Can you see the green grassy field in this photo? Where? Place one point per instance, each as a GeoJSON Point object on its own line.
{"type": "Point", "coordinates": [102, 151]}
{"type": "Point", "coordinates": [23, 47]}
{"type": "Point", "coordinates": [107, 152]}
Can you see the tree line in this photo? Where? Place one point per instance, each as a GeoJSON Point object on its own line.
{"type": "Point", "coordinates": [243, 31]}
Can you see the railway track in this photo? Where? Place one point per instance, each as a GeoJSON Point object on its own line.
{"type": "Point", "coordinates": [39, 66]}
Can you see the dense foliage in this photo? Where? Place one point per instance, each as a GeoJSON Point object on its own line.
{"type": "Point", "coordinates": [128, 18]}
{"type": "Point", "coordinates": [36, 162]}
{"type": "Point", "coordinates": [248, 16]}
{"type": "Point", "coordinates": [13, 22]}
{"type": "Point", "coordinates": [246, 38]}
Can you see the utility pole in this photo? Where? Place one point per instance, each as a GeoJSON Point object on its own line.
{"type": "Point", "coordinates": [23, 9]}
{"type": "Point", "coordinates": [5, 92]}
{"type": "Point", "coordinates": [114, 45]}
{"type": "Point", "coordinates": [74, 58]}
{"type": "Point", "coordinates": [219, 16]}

········

• Directive:
Can you arrange every line of the listing above as a Markdown table with the columns "Row" and "Line", giving each row its number and leaving out blank lines?

• Task output:
| Row | Line |
|---|---|
| 1 | Can you see the green grassy field in this photo? Where? Place one point per instance, each as a GeoJSON Point object on its own line. |
| 2 | {"type": "Point", "coordinates": [102, 151]} |
| 3 | {"type": "Point", "coordinates": [23, 47]} |
| 4 | {"type": "Point", "coordinates": [107, 152]} |
| 5 | Can you see the tree line in this photo? Where? Place one point per instance, each as a GeoJSON Point object on its own line. |
| 6 | {"type": "Point", "coordinates": [243, 31]} |
| 7 | Can you see the railway track in this photo? Where? Place one point per instance, each as a GeoJSON Point object on its own line. |
| 8 | {"type": "Point", "coordinates": [39, 66]} |
| 9 | Can you see the dense foliage in this photo? Where? Place one point per instance, each as a GeoJSON Point object on its own line. |
| 10 | {"type": "Point", "coordinates": [128, 18]} |
| 11 | {"type": "Point", "coordinates": [36, 162]} |
| 12 | {"type": "Point", "coordinates": [248, 16]} |
| 13 | {"type": "Point", "coordinates": [13, 22]} |
| 14 | {"type": "Point", "coordinates": [246, 38]} |
| 15 | Can you see the utility pole in this photo? Where? Place one point per instance, each as a GeoJSON Point object on its own line. |
| 16 | {"type": "Point", "coordinates": [23, 9]} |
| 17 | {"type": "Point", "coordinates": [5, 92]} |
| 18 | {"type": "Point", "coordinates": [114, 45]} |
| 19 | {"type": "Point", "coordinates": [74, 58]} |
| 20 | {"type": "Point", "coordinates": [219, 16]} |